(Object point labels)

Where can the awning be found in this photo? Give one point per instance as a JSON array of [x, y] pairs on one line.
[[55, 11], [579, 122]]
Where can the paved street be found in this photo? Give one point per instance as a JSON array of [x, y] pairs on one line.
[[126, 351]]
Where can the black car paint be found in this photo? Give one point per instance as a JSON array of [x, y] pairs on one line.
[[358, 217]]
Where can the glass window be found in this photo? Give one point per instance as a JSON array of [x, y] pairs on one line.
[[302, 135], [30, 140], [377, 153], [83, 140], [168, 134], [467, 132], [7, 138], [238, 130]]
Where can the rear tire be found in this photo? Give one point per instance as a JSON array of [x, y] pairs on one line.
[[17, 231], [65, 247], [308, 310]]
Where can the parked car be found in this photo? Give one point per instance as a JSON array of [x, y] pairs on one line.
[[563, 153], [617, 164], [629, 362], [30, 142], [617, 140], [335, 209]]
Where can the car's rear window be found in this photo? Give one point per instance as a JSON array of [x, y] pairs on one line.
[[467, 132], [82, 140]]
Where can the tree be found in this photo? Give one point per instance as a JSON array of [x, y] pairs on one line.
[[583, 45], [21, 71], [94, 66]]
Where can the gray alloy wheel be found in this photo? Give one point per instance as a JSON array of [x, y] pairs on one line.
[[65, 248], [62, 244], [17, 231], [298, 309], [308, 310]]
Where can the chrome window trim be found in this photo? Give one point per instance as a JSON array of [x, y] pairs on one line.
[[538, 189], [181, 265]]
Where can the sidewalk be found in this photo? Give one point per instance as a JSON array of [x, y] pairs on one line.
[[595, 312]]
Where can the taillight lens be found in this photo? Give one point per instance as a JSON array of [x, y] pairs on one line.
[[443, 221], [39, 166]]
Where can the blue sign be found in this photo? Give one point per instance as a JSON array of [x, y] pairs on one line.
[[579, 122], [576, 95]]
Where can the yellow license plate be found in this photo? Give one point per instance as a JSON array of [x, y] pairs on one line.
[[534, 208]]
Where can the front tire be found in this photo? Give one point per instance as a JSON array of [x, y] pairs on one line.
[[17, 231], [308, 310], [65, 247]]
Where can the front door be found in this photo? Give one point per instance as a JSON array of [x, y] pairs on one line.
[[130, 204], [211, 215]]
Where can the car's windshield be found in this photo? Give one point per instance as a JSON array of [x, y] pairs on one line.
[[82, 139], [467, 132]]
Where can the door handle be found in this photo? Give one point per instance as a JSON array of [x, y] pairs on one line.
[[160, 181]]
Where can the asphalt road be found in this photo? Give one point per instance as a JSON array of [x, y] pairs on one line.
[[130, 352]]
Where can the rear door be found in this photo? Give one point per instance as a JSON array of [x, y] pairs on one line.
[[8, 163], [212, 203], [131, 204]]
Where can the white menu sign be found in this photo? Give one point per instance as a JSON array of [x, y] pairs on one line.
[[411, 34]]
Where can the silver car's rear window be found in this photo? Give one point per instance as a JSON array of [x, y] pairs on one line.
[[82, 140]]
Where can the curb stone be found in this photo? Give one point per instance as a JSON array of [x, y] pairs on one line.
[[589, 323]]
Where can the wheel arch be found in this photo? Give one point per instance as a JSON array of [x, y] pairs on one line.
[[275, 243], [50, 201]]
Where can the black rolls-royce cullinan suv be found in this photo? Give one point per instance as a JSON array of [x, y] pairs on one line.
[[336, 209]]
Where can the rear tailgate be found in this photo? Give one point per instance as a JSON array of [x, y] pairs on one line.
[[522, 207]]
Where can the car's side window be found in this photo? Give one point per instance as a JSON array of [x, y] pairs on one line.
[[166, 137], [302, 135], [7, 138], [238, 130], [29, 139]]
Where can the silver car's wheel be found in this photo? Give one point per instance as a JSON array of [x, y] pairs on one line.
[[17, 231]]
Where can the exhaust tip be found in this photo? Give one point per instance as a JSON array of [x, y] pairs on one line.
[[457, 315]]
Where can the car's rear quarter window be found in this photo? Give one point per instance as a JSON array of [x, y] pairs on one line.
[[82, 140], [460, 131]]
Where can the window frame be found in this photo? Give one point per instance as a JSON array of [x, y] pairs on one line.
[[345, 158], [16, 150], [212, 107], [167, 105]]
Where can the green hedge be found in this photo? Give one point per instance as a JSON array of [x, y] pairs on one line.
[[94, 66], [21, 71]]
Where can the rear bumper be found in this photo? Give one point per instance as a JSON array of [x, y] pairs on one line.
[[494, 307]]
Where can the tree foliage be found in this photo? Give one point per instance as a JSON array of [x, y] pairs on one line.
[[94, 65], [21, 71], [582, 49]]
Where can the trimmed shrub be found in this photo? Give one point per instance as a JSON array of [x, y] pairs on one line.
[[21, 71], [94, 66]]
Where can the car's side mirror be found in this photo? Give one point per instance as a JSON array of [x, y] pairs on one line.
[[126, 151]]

» **Your task**: Arrange every line of the data above as a Markdown table with two columns, Row and Data line, numbering each row and leaving out blank lines.

» **Full response**:
| Row | Data line |
|---|---|
| 1 | Where can the awning be found in this photo? Give one point per instance as a JSON array of [x, y] pairs on one line. |
| 2 | [[55, 11], [579, 122]] |
| 3 | Where can the paved street be found in this photo? Give one point per instance as a JSON array of [x, y] pairs on one line. |
| 4 | [[126, 351]] |
| 5 | Where can the black car paint be found in this photo? Give one point per instance as a JSON array of [x, y] pairs on one line. |
| 6 | [[358, 217]] |
| 7 | Where can the glass window be found in this photo? Give one point per instance as a JSON array of [x, y] pairs on one line. |
| 8 | [[302, 135], [30, 140], [377, 153], [83, 140], [168, 134], [467, 132], [7, 138], [238, 130]] |
| 9 | Where can the rear tire be found in this photo? Give one point per instance as a JSON array of [x, y] pairs on one line. |
| 10 | [[17, 231], [65, 247], [308, 310]] |
| 11 | Where can the parked car be found in this photo? Give one point per instance as a JSON array of [x, y] pairs on one line. |
| 12 | [[563, 153], [617, 164], [629, 362], [30, 142], [617, 140], [335, 209]] |
| 13 | Where can the car's rear window be found in this photo? Give one point per instance as a JSON array of [x, y] pairs on one line. |
| 14 | [[467, 132], [82, 140]] |
| 15 | Where can the tree be found in this photo? Give one point per instance as a JSON array of [x, y] pairs on one line. |
| 16 | [[583, 45], [21, 71], [94, 66]] |
| 17 | Where can the gray alloy wheel be found in this photo? Give one point per instance as a JSON array of [x, y] pairs on one line. |
| 18 | [[65, 248], [62, 244], [17, 231], [298, 309], [308, 310]] |
| 19 | Where can the chrome window trim be found in this photo? Give one point per instance as a JSON array of [x, y] pairs on one line. |
| 20 | [[538, 189], [181, 265]] |
| 21 | Where can the sidewalk be found in this photo? Give one point per instance as a JSON array of [x, y] pairs on one line. |
| 22 | [[595, 312]] |
| 23 | Where can the taillight lens be found in this photo? Give one point per instance as a JSON array of [x, y] pairs on one line. |
| 24 | [[443, 221], [39, 166]] |
| 25 | Where can the blue sign be found in this photo? Give one point per instance as a JSON array of [x, y] pairs on one line. |
| 26 | [[579, 122], [576, 95]] |
| 27 | Where can the yellow license plate be found in this photo? Give one point per instance as a JSON array of [x, y] pairs on one line. |
| 28 | [[534, 208]] |
| 29 | Where can the front tire be found in this photo? Give one point per instance as a JSON array of [x, y] pairs on one line. |
| 30 | [[17, 231], [308, 310], [65, 247]] |
| 31 | Where can the front door be found in this photo? Give one point per instance as a JSON array of [x, y] pairs on one line. |
| 32 | [[130, 204], [211, 215]] |
| 33 | Where can the car's windshield be found in this photo? Give one point per instance as a JSON array of [x, y] pairs on one line. |
| 34 | [[82, 139], [467, 132]] |
| 35 | Where can the door handle be found in this photo? Give one point per instance as a JSON array of [x, y] pairs on one line. |
| 36 | [[160, 181]] |
| 37 | Where can the asphalt road be found in this photo? Give one point per instance as a JSON array of [x, y] pairs on one line. |
| 38 | [[130, 352]] |
| 39 | Where can the rear door be found in this photo? Give one point per instance as a JSON array of [x, y] pairs on one line. |
| 40 | [[8, 163], [212, 203], [131, 204]] |
| 41 | Where can the white menu sign be found in this photo? Give one point per instance as a JSON array of [x, y] pairs on one line. |
| 42 | [[411, 34]] |
| 43 | Where can the silver car's rear window be found in this photo? Give one point per instance as a JSON array of [x, y] pairs on one line. |
| 44 | [[82, 140]] |
| 45 | Where can the curb stone be found in this photo? Give one point per instance as a JSON array of [x, y] pairs on one line. |
| 46 | [[589, 323]] |
| 47 | Where can the wheel arch be found in this photo? Give one point per instance as a JSON array of [x, y] pairs on one line. |
| 48 | [[275, 243], [50, 201]] |
| 49 | Where can the black rolls-royce cullinan suv be found in this photo? Give one point per instance as a JSON array of [x, y] pairs on one line. |
| 50 | [[336, 209]] |
| 51 | Where can the rear tailgate be found in this photo? Give one point per instance as a JSON array of [x, y] pairs on one line. |
| 52 | [[522, 207]] |
| 53 | Where can the car's side window be found in this photo? Give one point per instance as a JSON array of [x, y] pairs on one line. |
| 54 | [[166, 137], [302, 135], [7, 138], [238, 130], [29, 139]] |
| 55 | Where can the silver car's wheel be found in this photo? Give one point per instance as a JSON array of [x, y] pairs on one line. |
| 56 | [[17, 231]] |
| 57 | Where can the exhaust tip be found in this photo? Give one point per instance as a JSON array of [x, y] pairs on one line. |
| 58 | [[457, 315]] |
| 59 | Where can the car's rear quarter window be found in this photo? Give one point per instance as a JSON array of [x, y] pairs on one line. |
| 60 | [[82, 140], [460, 131]] |
| 61 | Where can the window frame be found in this photo? Give one point per instance as a JSON array of [x, y] pairs on one line. |
| 62 | [[345, 158], [16, 150], [212, 107], [167, 105]] |
| 63 | Where can the green hedge be found in this photo? Give one point per instance as a JSON array of [x, y] pairs on one line. |
| 64 | [[94, 66], [21, 71]] |
| 65 | Where can the rear bumper be found in this photo? Give one point per instance as a JSON array of [x, y] pairs on one line. |
| 66 | [[494, 307]] |
| 67 | Where can the tree foliage be found in this photo? Give one point per instance as a JSON array of [x, y] pairs on one line. |
| 68 | [[94, 65], [21, 71], [582, 49]] |
| 69 | Where can the trimmed shrub be found in this photo? Give one point per instance as a JSON array of [x, y] pairs on one line. |
| 70 | [[21, 71], [94, 66]] |
| 71 | Where can the car's side mirror be found in this photo? Give one point per instance as a JSON array of [x, y] pairs on one line. |
| 72 | [[126, 151]] |